Re: [PR] OPENNLP-1845 - Fix numerically unstable softmax in DocumentCategorizerDL (opennlp)

via GitHub Sun, 14 Jun 2026 12:02:54 -0700


krickert commented on PR #1085:
URL: https://github.com/apache/opennlp/pull/1085#issuecomment-4702739431


   ## Summary
   
   On an inference failure the previous code returned an all-zero `double[]`. 
That isn't a valid probability distribution (it doesn't sum to 1), so any 
downstream `getBestCategory` / thresholding silently picks garbage and the real 
failure travels far from its cause.
   
   `categorize(...)` now fails loudly, and distinguishes the *kind* of failure 
instead of lumping everything into one method-wide `catch (Exception)`:
   
   - **Malformed input** (`strings` null or empty) throws 
`IllegalArgumentException`, validated up front.

→ Records:
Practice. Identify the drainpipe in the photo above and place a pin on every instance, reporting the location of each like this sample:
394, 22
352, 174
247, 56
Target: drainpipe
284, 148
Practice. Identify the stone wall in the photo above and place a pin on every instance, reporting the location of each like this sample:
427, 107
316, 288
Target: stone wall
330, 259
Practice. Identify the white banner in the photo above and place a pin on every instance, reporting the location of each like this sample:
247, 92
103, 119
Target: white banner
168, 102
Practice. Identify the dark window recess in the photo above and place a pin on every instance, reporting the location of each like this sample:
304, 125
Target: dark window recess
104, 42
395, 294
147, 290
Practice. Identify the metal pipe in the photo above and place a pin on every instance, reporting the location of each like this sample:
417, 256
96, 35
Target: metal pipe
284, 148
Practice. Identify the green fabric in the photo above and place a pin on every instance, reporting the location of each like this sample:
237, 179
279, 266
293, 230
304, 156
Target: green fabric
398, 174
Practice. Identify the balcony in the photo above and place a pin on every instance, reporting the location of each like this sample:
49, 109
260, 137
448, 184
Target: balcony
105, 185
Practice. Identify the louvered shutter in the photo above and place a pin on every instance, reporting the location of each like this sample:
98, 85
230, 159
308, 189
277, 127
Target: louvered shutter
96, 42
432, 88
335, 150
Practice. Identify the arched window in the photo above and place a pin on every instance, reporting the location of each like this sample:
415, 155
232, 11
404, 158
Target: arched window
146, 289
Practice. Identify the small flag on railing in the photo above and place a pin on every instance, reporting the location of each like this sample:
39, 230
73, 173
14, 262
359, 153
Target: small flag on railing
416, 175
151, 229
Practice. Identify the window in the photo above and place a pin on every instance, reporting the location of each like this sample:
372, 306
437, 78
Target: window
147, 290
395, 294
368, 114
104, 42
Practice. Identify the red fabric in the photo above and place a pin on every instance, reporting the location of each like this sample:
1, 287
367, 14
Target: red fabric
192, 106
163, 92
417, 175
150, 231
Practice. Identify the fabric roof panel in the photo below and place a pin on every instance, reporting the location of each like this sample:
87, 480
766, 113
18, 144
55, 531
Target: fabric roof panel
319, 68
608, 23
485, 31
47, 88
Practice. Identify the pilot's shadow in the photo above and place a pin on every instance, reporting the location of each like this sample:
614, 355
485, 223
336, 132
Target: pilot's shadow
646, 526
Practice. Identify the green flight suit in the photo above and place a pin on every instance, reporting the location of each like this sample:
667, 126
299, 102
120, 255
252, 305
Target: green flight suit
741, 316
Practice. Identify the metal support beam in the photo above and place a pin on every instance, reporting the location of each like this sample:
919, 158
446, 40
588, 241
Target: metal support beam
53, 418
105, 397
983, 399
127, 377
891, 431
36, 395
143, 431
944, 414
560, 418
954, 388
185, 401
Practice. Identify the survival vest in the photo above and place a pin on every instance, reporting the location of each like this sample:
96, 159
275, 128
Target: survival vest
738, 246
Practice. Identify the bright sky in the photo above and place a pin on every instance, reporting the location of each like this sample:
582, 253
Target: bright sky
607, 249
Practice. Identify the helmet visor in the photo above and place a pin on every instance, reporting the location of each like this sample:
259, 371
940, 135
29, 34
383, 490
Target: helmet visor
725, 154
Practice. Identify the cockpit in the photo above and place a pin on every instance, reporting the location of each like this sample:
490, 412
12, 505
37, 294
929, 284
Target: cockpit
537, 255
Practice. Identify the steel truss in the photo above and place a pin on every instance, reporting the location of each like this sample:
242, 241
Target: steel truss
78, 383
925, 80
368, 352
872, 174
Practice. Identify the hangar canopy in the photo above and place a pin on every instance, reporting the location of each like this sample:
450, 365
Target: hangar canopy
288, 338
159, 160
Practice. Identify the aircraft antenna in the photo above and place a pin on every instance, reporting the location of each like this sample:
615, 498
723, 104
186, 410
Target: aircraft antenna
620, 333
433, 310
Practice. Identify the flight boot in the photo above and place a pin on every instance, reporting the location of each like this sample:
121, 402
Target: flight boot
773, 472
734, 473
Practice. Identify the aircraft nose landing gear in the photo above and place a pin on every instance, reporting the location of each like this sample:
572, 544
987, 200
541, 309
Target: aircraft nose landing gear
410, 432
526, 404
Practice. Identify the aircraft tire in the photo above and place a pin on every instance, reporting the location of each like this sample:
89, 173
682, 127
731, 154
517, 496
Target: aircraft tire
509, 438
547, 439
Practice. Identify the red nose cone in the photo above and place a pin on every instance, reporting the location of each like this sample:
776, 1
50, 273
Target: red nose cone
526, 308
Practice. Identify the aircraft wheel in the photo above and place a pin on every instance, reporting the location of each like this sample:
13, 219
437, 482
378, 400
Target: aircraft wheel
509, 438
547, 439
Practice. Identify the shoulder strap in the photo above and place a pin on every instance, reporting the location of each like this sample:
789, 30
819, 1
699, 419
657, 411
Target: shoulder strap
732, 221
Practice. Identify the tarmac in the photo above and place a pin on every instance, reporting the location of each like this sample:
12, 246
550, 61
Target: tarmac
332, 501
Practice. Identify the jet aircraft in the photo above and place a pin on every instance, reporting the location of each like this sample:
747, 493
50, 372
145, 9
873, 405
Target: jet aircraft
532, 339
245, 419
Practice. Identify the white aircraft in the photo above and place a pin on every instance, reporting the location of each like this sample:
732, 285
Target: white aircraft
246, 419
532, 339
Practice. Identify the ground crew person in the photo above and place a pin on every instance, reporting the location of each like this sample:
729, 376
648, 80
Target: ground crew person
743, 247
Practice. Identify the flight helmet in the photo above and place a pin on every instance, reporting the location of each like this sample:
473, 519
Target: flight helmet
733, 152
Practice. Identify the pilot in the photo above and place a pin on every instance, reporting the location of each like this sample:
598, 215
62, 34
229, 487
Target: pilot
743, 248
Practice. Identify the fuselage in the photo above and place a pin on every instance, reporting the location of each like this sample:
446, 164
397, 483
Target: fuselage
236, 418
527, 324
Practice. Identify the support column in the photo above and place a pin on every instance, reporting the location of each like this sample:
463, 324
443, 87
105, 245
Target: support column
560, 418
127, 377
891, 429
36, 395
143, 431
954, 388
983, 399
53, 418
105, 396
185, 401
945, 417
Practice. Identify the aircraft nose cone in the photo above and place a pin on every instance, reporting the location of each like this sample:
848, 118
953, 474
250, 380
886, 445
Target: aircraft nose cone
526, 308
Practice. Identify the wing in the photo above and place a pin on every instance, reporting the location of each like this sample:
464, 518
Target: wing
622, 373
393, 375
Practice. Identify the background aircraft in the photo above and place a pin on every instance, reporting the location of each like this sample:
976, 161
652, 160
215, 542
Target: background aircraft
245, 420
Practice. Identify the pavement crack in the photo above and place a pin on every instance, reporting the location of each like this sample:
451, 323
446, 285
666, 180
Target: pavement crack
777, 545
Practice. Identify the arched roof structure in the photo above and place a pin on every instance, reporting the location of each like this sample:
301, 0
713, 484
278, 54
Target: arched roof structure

→ What you need to do:
1) Answer these questions using the comment on PR #1085:
(a) What did the previous code return when inference failed?
(b) Which downstream operations does the comment say would silently pick garbage?
(c) What exception is thrown when `strings` is null or empty?
2) Pick up the comment on PR #1085 about the softmax fix after its last sentence, and keep writing in its style.
The material is separate from the comment on PR #1085 and has nothing to do with it.

→ Results for each task:
1)
(a) An all-zero `double[]`.
(b) `getBestCategory` and thresholding.
(c) `IllegalArgumentException`.

2)
   - **Inference failure** (an `OrtException`, or any runtime fault while 
executing the model) throws `IllegalStateException` with the cause preserved. 
The model execution is extracted into a private `infer(...)` helper so the wrap 
is scoped to it, not the whole method.
   - **Unexpected model output shape** throws  its own `IllegalStateException`, 
surfaced on its own rather than being re-wrapped as an "inference failed" cause.
   
   `scoreMap` / `sortedScoreMap` inherit this, since they delegate to 
`categorize`.
   
   ## Tests
   
   - **softmax**: uniform distribution for equal logits, finiteness for large 
logits (the previous code returned `NaN`), and a reference distribution 
(`softmax([1,2,3])`).
   - **fail-loud**: `categorize`, `scoreMap`, and `sortedScoreMap` surface an 
`IllegalStateException` on inference failure; malformed input is rejected with 
`IllegalArgumentException`.
   - **eval**: `DocumentCategorizerDLEval#categorizeFailsLoudlyOnFailure` 
covers the contract end-to-end without requiring `OPENNLP_DATA_DIR`.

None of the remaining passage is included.